July 12, Tuesday: Clarence obtained a building permit to remodel the interior of the structure at 232 N. Virginia Street at a cost of $2,000 (about $35,000 today).
July 20, Wednesday: An advertisement ran in the Nevada State Journal (NSJ) newspaper, announcing the grand opening of La Boite Amusement Palace* slated for 8 p.m. the next night. The club, touted as the first of its kind in the United States, was to feature vaudeville acts and keno-pool.
The gambling game, played by two or more people, is a combination of billiards and keno. When players shoot, balls either fall into the pockets on one end of the table or roll onto and stop in numbered holes on a keno board at the other.
July 21, Thursday: La Boite Amusement Palace debuted. Welker Cochran, then one-time national billiards champion, facilitated the keno-pool activities. Between games, various acts, from dancers to a four-piece orchestra, performed.
The club boasted large crowds for the first few nights, but then the guest count dropped off, becoming light.
Week Two
July 24, Monday: A fire broke out in garbage behind La Boite, but the fire department extinguished it before it could damage any nearby structures.
July 26, Tuesday: Five days after La Boite opened, Clarence filed to divorce his wife, Mabel D. Sumner Shockley, due to cruelty. He’d married her in San Francisco earlier in the year on January 25. Five months after their wedding, on June 30, Mabel had run a business personal ad in the Reno newspapers that had read: “Not responsible for any debts contracted other than by myself after this date.”

§ **GIVEN RECORDS**:
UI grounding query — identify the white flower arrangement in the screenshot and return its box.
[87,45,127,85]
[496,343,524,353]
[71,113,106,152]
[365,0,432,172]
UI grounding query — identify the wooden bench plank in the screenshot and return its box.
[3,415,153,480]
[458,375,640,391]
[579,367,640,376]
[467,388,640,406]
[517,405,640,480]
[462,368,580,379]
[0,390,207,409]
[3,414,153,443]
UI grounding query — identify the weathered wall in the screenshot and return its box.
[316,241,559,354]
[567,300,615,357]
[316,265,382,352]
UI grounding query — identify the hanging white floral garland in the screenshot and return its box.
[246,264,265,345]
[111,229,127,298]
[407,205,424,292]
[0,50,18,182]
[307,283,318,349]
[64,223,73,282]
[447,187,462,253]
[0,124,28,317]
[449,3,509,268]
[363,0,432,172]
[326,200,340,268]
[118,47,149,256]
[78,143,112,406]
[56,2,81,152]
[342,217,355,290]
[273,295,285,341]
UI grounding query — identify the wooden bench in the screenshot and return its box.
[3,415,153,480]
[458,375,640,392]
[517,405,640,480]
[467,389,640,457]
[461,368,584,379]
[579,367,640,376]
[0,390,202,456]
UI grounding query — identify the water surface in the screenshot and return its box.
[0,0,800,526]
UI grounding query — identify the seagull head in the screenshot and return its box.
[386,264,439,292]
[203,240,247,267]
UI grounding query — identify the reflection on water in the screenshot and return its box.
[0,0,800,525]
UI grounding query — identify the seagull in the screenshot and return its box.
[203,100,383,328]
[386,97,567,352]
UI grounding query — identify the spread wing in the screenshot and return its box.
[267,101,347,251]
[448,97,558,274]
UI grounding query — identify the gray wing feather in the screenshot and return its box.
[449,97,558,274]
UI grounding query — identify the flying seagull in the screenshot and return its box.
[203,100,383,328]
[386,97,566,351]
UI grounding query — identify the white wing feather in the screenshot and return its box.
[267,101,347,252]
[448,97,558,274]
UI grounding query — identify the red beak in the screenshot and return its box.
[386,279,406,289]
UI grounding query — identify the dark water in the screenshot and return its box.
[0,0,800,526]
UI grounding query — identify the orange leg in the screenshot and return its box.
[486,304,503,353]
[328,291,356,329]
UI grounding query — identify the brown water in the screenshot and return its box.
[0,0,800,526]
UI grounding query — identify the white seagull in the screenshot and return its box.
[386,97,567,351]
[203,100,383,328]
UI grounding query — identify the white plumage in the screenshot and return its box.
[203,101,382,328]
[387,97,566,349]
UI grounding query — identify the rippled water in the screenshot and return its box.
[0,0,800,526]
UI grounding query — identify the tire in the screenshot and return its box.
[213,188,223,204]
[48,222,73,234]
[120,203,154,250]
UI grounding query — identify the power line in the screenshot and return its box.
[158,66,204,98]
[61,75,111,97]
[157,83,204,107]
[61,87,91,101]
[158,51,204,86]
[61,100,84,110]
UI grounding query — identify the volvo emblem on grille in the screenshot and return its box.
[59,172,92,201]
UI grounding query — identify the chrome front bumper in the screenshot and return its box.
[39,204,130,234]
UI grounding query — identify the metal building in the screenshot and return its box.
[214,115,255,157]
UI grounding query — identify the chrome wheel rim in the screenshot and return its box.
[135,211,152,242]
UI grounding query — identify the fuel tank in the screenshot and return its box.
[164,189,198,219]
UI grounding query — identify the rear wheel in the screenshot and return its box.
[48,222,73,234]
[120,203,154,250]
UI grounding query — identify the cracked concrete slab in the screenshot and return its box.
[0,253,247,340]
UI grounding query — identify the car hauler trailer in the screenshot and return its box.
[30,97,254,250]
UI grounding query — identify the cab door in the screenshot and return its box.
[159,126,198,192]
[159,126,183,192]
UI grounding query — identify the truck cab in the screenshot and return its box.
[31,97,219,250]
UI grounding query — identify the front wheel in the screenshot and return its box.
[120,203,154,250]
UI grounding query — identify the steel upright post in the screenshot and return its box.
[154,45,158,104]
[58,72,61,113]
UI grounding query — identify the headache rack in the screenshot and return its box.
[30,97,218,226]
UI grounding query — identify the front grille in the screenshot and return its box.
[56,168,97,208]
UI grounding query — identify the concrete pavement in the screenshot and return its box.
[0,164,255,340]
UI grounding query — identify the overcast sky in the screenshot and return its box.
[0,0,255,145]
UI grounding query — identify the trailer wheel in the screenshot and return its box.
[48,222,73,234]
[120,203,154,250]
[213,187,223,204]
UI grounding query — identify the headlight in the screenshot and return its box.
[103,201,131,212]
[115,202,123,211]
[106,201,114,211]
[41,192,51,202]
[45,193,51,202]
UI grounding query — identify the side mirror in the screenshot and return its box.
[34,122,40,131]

§ **TO DO**:
[a] Answer these questions about the La Boite chronology:
(i) What did the building permit for 232 N. Virginia Street cost?
(ii) Who facilitated the keno-pool activities when the club debuted?
(iii) In what city had Clarence married Mabel?
[b] Can you carry on the La Boite chronology from its last entry?
The data stands apart from the La Boite chronology and is unrelated to it.

§ **TASK ANSWERS**:
[a]
(i) $2,000
(ii) Welker Cochran
(iii) San Francisco

[b]
A month before Clarence married Mabel, in December 1931, he’d divorced his previous wife of six years, Mary Alice Welsh Shockley, in Los Angeles, also on the grounds of cruelty. He’d testified that she had had a pattern of leaving him when he’d lost money due to a failed business venture then returning when he’d gotten involved in a new, promising enterprise.
The night of July 26, Clarence failed to open La Boite. The employees — ushers/entertainers/ticket takers and orchestra members — told the press they hadn’t been paid through that date and Shockley had shined them on. He’d arranged to meet them at 1 p.m. the previous day to settle up, but had postponed the meeting to 7 p.m. and then hadn’t shown.
July 27, Wednesday: Mabel didn’t contest the divorce, and the judge granted it.
July 29, Friday: An ad in the morning NSJ and the late afternoon Reno Evening Gazette promoted the re-opening of the La Boite Amusement Palace, under new management, that night at 7:30 p.m.
Was Shockey just a flake or did someone, perhaps a local Mobster, drive him out of town?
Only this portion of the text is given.